(AIM):
Can you reproduce the listing below with "mark" substituted for every "indicate" and nothing else altered?

(ENTRIES PROVIDED):
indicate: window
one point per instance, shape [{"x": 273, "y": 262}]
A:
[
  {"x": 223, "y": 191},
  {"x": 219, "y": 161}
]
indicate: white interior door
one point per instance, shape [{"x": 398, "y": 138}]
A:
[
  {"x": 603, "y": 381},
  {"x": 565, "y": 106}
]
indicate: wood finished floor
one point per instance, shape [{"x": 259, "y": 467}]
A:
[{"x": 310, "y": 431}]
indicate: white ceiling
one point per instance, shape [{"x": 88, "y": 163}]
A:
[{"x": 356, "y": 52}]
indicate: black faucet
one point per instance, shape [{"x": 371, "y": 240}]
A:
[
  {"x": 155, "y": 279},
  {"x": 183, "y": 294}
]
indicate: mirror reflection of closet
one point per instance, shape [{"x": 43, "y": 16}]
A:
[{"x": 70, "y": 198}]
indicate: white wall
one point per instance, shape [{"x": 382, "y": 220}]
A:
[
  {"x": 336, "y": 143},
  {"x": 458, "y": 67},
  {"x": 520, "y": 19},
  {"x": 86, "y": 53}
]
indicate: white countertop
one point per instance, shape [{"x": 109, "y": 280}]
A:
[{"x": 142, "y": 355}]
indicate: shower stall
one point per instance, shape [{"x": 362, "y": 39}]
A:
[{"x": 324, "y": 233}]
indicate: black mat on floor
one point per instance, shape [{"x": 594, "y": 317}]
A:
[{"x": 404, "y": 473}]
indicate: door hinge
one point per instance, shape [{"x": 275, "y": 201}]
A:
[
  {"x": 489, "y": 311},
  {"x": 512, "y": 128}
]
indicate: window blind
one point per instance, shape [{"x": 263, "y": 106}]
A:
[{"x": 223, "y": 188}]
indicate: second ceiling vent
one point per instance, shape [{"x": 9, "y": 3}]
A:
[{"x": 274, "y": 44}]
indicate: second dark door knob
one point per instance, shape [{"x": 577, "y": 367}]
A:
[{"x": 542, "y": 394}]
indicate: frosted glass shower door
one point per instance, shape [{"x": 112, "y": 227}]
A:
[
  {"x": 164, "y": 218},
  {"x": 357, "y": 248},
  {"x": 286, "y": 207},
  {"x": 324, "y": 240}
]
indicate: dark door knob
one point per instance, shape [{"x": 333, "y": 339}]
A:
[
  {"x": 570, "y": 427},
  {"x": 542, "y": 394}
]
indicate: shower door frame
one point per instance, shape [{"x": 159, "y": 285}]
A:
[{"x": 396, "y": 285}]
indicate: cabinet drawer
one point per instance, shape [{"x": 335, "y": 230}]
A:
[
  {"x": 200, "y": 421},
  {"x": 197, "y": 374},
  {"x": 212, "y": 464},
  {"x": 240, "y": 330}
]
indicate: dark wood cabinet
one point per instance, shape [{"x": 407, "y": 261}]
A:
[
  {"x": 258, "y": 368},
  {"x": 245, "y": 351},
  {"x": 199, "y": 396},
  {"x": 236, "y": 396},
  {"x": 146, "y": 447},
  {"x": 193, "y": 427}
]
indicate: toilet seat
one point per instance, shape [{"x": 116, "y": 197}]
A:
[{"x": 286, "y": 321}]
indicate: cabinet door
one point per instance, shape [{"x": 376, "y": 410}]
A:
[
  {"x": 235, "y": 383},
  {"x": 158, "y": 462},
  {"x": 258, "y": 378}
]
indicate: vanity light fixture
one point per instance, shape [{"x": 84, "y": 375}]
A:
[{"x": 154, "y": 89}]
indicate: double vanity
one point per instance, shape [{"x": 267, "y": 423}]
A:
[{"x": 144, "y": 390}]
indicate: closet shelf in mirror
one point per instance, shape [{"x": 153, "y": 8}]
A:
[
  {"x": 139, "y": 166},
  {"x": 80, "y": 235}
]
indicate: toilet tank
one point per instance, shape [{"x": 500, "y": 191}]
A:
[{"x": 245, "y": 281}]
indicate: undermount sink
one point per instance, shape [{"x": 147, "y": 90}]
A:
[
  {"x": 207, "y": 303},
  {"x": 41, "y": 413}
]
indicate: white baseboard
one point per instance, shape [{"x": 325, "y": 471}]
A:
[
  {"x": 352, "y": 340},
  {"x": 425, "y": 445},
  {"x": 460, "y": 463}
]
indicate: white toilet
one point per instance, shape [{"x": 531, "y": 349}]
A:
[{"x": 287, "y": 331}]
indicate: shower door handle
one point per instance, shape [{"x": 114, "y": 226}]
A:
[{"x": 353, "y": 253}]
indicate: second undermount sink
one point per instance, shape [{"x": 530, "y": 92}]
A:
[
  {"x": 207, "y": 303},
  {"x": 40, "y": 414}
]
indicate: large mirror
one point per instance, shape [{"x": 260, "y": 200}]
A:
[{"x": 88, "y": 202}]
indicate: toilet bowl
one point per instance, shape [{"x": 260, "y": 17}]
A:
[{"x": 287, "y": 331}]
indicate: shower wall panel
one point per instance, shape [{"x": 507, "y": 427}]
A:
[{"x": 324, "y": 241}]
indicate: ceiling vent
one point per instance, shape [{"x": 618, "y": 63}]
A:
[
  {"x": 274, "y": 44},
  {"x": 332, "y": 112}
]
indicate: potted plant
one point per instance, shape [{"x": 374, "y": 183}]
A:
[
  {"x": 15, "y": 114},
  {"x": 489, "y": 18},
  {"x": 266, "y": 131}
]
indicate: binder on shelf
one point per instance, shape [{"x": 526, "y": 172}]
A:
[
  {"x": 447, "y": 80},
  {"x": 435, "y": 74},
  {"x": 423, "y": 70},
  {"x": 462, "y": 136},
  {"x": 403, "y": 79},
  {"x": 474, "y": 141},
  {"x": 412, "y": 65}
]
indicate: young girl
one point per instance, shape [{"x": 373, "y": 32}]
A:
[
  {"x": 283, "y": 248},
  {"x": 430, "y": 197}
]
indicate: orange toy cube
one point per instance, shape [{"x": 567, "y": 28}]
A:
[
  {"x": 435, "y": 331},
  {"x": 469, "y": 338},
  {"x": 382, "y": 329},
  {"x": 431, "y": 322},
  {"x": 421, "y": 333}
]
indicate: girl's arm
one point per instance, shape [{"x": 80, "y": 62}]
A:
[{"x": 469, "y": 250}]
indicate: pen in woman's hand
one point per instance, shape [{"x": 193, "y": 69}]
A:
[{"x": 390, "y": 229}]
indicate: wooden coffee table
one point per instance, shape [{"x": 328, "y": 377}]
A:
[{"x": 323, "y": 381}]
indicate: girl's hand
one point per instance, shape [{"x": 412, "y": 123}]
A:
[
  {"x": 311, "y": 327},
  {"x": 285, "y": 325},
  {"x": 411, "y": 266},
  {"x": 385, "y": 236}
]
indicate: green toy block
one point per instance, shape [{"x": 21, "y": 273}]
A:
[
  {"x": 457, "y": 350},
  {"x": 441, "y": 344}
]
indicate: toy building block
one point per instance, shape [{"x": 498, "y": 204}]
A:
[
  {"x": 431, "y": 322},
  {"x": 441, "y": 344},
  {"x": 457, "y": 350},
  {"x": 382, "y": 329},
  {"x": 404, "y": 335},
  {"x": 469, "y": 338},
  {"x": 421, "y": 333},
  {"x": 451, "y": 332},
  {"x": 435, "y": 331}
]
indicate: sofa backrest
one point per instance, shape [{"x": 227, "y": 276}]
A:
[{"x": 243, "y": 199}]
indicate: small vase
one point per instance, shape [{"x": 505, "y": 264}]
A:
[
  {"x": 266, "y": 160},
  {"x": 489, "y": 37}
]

(OUTPUT BELOW):
mark: window
one point per instance, shape [{"x": 273, "y": 262}]
A:
[
  {"x": 223, "y": 191},
  {"x": 219, "y": 161}
]
mark: white interior door
one point per instance, shape [{"x": 398, "y": 138}]
A:
[
  {"x": 603, "y": 381},
  {"x": 565, "y": 106}
]
mark: wood finished floor
one point per instance, shape [{"x": 259, "y": 467}]
A:
[{"x": 310, "y": 431}]
mark: white ceiling
one point per instance, shape [{"x": 88, "y": 163}]
A:
[{"x": 356, "y": 52}]
mark: black faucet
one point per instance, shape [{"x": 371, "y": 240}]
A:
[
  {"x": 155, "y": 279},
  {"x": 183, "y": 294}
]
mark: mirror reflection of closet
one point per instance, shape [{"x": 43, "y": 16}]
A:
[{"x": 70, "y": 198}]
mark: white wall
one point per instance, shape [{"x": 382, "y": 220}]
A:
[
  {"x": 336, "y": 143},
  {"x": 458, "y": 67},
  {"x": 520, "y": 19},
  {"x": 86, "y": 53}
]
mark: white countertop
one point per instance, shape [{"x": 109, "y": 280}]
A:
[{"x": 142, "y": 355}]
mark: shower stall
one point per instance, shape [{"x": 362, "y": 39}]
A:
[{"x": 324, "y": 233}]
mark: black mat on floor
one point per instance, shape [{"x": 594, "y": 317}]
A:
[{"x": 404, "y": 473}]
mark: door hinge
one point per instance, shape [{"x": 275, "y": 201}]
A:
[
  {"x": 489, "y": 311},
  {"x": 512, "y": 128}
]
mark: window blind
one point per instance, shape [{"x": 263, "y": 106}]
A:
[{"x": 223, "y": 188}]
mark: second ceiling vent
one point per instance, shape [{"x": 9, "y": 3}]
A:
[{"x": 274, "y": 44}]
mark: second dark door knob
one point per instance, shape [{"x": 577, "y": 367}]
A:
[{"x": 542, "y": 394}]
mark: frosted glass shower door
one point per instance, shape [{"x": 112, "y": 227}]
A:
[
  {"x": 164, "y": 218},
  {"x": 357, "y": 248},
  {"x": 286, "y": 207},
  {"x": 324, "y": 240}
]
mark: dark door knob
one point per instance, shape [{"x": 333, "y": 339}]
A:
[
  {"x": 570, "y": 427},
  {"x": 542, "y": 394}
]
mark: shower door frame
one point per instance, shape [{"x": 159, "y": 285}]
A:
[{"x": 396, "y": 285}]
mark: cabinet drawer
one point per instance, shape [{"x": 335, "y": 230}]
A:
[
  {"x": 200, "y": 421},
  {"x": 197, "y": 374},
  {"x": 212, "y": 464},
  {"x": 240, "y": 330}
]
mark: dark wood cabinet
one point per instance, shape [{"x": 407, "y": 261}]
A:
[
  {"x": 258, "y": 368},
  {"x": 245, "y": 351},
  {"x": 199, "y": 396},
  {"x": 236, "y": 396},
  {"x": 146, "y": 447},
  {"x": 193, "y": 427}
]
mark: toilet seat
one point per instance, shape [{"x": 116, "y": 197}]
A:
[{"x": 286, "y": 321}]
mark: cabinet door
one point per instance, shape [{"x": 376, "y": 410}]
A:
[
  {"x": 235, "y": 383},
  {"x": 158, "y": 462},
  {"x": 258, "y": 378}
]
mark: vanity light fixture
one point per instance, shape [{"x": 84, "y": 375}]
A:
[{"x": 154, "y": 89}]
mark: double vanity
one point per instance, shape [{"x": 267, "y": 423}]
A:
[{"x": 144, "y": 390}]
mark: closet shelf in mirror
one point per instance, shape [{"x": 153, "y": 8}]
A:
[
  {"x": 139, "y": 166},
  {"x": 80, "y": 235}
]
mark: toilet tank
one point per instance, shape [{"x": 500, "y": 191}]
A:
[{"x": 245, "y": 281}]
mark: undermount sink
one point per instance, shape [{"x": 147, "y": 90}]
A:
[
  {"x": 207, "y": 303},
  {"x": 41, "y": 413}
]
mark: white baseboard
one point per instance, shape [{"x": 325, "y": 471}]
A:
[
  {"x": 352, "y": 340},
  {"x": 425, "y": 445},
  {"x": 460, "y": 463}
]
mark: white toilet
one point per instance, shape [{"x": 531, "y": 349}]
A:
[{"x": 287, "y": 331}]
mark: shower door handle
one point per instance, shape [{"x": 114, "y": 226}]
A:
[{"x": 353, "y": 253}]
mark: second undermount sink
one point per instance, shape [{"x": 530, "y": 92}]
A:
[
  {"x": 207, "y": 303},
  {"x": 40, "y": 414}
]
mark: large mirror
one point per instance, shape [{"x": 260, "y": 200}]
A:
[{"x": 88, "y": 202}]
mark: toilet bowl
one point per instance, shape [{"x": 260, "y": 17}]
A:
[{"x": 287, "y": 331}]
mark: shower wall panel
one point per instance, shape [{"x": 507, "y": 427}]
A:
[{"x": 324, "y": 241}]
mark: ceiling vent
one point per instance, shape [{"x": 618, "y": 63}]
A:
[
  {"x": 274, "y": 44},
  {"x": 332, "y": 112}
]
mark: potted plant
one point per instance, shape [{"x": 374, "y": 183}]
A:
[
  {"x": 15, "y": 114},
  {"x": 489, "y": 18},
  {"x": 266, "y": 131}
]
mark: binder on shelf
one point per instance, shape [{"x": 526, "y": 172}]
A:
[
  {"x": 447, "y": 80},
  {"x": 435, "y": 74},
  {"x": 423, "y": 70},
  {"x": 462, "y": 136},
  {"x": 403, "y": 79},
  {"x": 474, "y": 141},
  {"x": 412, "y": 65}
]
mark: young girl
one point per instance, shape [{"x": 373, "y": 32}]
A:
[
  {"x": 283, "y": 248},
  {"x": 430, "y": 197}
]
mark: orange toy cube
one point per instance, shape [{"x": 567, "y": 28}]
A:
[
  {"x": 435, "y": 331},
  {"x": 469, "y": 338},
  {"x": 382, "y": 329},
  {"x": 431, "y": 322},
  {"x": 421, "y": 333}
]
mark: girl's arm
one point per instance, shape [{"x": 80, "y": 62}]
A:
[{"x": 469, "y": 250}]
mark: pen in woman's hand
one point per instance, shape [{"x": 193, "y": 69}]
A:
[{"x": 390, "y": 229}]
mark: wooden coffee table
one point per instance, shape [{"x": 328, "y": 377}]
A:
[{"x": 323, "y": 381}]
mark: girl's hand
one point per instance, shape [{"x": 412, "y": 123}]
A:
[
  {"x": 311, "y": 327},
  {"x": 285, "y": 325},
  {"x": 411, "y": 266},
  {"x": 385, "y": 236}
]
mark: green toy block
one point per instance, shape [{"x": 21, "y": 273}]
A:
[
  {"x": 457, "y": 350},
  {"x": 441, "y": 344}
]
mark: toy building block
one point per instance, shape [{"x": 498, "y": 204}]
A:
[
  {"x": 431, "y": 322},
  {"x": 441, "y": 344},
  {"x": 457, "y": 350},
  {"x": 382, "y": 329},
  {"x": 404, "y": 335},
  {"x": 469, "y": 338},
  {"x": 421, "y": 333},
  {"x": 451, "y": 332},
  {"x": 435, "y": 331}
]
mark: sofa backrest
one point per instance, shape [{"x": 227, "y": 276}]
A:
[{"x": 243, "y": 199}]
mark: small vase
one point per instance, shape [{"x": 505, "y": 264}]
A:
[
  {"x": 266, "y": 160},
  {"x": 489, "y": 37}
]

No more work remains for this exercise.